Exercise prompt: Nothing should be left out: output all of the entries exactly.
┄┄┄┄┄┄┄┄┄┄┄┄┄┄┄┄┄┄┄┄
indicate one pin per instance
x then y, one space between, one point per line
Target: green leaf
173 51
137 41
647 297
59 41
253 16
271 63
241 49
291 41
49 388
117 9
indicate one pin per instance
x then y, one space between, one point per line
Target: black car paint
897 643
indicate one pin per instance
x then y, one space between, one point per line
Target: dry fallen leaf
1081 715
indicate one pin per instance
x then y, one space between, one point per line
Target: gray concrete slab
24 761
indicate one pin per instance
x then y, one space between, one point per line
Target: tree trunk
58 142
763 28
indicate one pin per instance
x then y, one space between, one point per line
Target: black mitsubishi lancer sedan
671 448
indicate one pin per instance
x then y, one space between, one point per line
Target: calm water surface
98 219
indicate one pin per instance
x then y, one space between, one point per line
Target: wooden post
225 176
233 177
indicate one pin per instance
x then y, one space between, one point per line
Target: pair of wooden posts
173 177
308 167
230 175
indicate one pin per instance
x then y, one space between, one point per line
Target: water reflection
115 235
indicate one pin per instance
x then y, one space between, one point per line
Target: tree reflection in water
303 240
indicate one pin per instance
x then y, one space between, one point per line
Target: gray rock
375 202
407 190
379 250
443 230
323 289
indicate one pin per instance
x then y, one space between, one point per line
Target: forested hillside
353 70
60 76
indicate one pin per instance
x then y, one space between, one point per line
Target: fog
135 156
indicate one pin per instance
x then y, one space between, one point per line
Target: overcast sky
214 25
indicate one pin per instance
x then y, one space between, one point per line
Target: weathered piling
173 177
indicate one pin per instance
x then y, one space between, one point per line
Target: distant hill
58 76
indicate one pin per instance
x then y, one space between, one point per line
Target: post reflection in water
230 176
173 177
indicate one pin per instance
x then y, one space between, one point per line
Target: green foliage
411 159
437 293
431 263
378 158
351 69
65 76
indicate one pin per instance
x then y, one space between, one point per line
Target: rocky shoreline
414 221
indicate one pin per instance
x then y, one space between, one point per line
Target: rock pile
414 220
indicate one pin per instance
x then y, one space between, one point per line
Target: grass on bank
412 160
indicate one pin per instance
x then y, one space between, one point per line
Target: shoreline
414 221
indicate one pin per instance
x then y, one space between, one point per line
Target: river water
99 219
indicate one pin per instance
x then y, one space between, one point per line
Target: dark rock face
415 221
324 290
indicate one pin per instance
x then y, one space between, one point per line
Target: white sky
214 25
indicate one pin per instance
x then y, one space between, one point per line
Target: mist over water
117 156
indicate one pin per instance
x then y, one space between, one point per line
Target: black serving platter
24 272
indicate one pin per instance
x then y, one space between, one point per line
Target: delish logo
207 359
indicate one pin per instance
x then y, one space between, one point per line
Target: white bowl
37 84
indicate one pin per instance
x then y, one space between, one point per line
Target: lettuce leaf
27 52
┄┄┄┄┄┄┄┄┄┄┄┄┄┄┄┄┄┄┄┄
Full solution:
indicate one pin per instance
x then y, one space between, one point per line
Target: green leaf
173 51
137 41
647 297
59 41
253 16
271 63
241 49
291 41
49 388
117 9
indicate one pin per instance
x then y, one space between, one point per line
Target: black car paint
897 643
indicate one pin per instance
x then y, one space between, one point per line
Target: dry fallen leaf
1081 715
indicate one pin per instance
x then y, one space between, one point per line
Target: gray concrete slab
24 761
indicate one pin per instance
x then y, one space between, one point per line
Target: tree trunk
58 142
763 28
indicate one pin per instance
x then y, one space between, one point per line
Target: black mitsubishi lancer sedan
671 448
indicate one pin per instance
x then y, one space between, one point per line
Target: calm water surface
98 219
indicate one pin per instance
x then y, one space between, one point per line
Target: wooden post
225 176
233 177
indicate one pin per instance
x then y, one space between, one point per line
Target: pair of wooden posts
173 177
308 167
230 175
indicate one pin per instance
x then y, one space between, one point per line
Target: water reflection
115 235
indicate one pin per instance
x then y, one space between, one point per line
Target: tree reflection in water
303 240
indicate one pin per instance
x then y, one space between, one point per line
Target: gray rock
375 202
407 190
379 250
443 230
323 289
indicate one pin per instance
x then y, one space between, one point per line
Target: forested hillside
353 70
60 76
indicate one pin per instance
x then y, one space between, one point per line
Target: fog
135 156
indicate one pin per instance
x then y, one space between, one point per line
Target: overcast sky
214 25
indicate one pin per instance
x then y, one space between, one point per line
Target: weathered piling
173 177
indicate one pin per instance
x then y, one space between, one point per line
Target: distant hill
58 76
indicate one pin per instance
x then y, one space between, one point per line
Target: post reflection in water
230 176
173 177
indicate one pin per instance
x then y, one space between, one point per line
Target: green foliage
411 159
437 293
431 263
378 158
351 69
65 76
indicate one pin per instance
x then y, one space between, one point per line
Target: rocky shoreline
414 221
indicate one pin per instance
x then y, one space between, one point per line
Target: rock pile
414 220
indicate one pin per instance
x then y, one space between, one point per line
Target: grass on bank
412 160
indicate one pin per instance
x then y, one space between, one point per line
Target: shoreline
414 221
indicate one pin per instance
x then y, one space between, one point per line
Target: river water
99 219
indicate one pin per instance
x then y, one space between, one point per line
Target: dark rock face
415 221
324 290
indicate one pin per instance
x then y, one space between, one point per line
Target: white sky
214 25
indicate one pin per instance
x then y, one space between, one point per line
Target: mist over water
117 156
indicate one pin per instance
x then y, one space between, one point per line
Target: black serving platter
24 272
indicate one pin per instance
x then y, one space between, one point per line
Target: delish logo
207 359
indicate one pin per instance
x then y, one space between, one point per line
Target: white bowl
37 84
indicate one pin per instance
x then y, one space between, one point per line
Target: lettuce leaf
27 52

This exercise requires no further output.